Rows from a dataset:

— start —

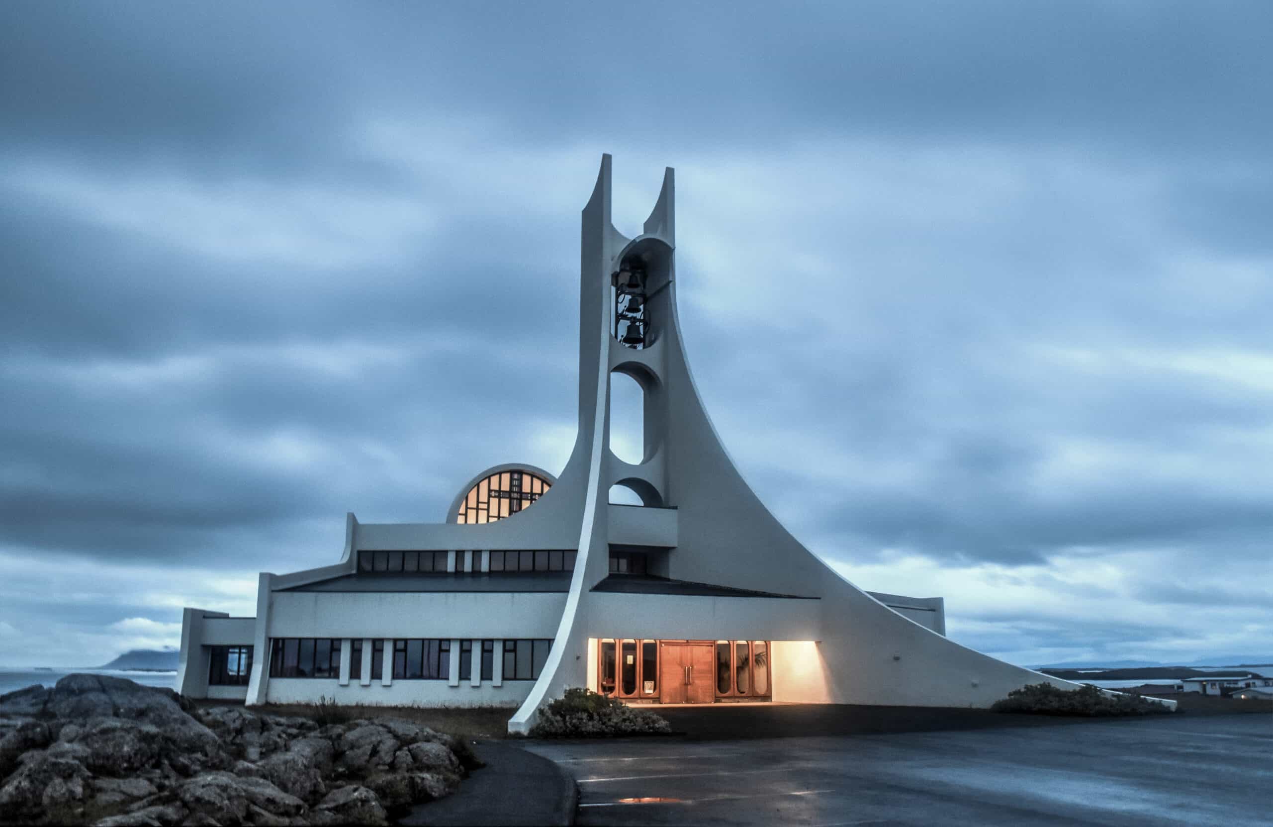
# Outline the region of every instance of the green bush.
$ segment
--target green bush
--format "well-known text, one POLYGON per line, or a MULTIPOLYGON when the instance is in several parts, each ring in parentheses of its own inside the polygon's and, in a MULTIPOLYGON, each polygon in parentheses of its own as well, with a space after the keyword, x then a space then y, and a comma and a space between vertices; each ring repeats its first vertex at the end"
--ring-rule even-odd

— end —

DIRECTION: Rewrite the rows above as a JSON list of strings, one per line, skipping blank lines. Omit the pictures.

COMPLETED EXERCISE:
[
  "# Outline the region of every instance of the green bush.",
  "$ segment",
  "--target green bush",
  "--format \"well-known text, one POLYGON per line, or a MULTIPOLYGON when the instance is in several parts, each ring in parentheses of its own inside the polygon's and, in a MULTIPOLYGON, each polygon in parentheses of its own as well, with a space after the keyword, x then a space then y, and a comma and a space between vertices; each ring repeats its first vertex at the end\"",
  "--ring-rule even-odd"
]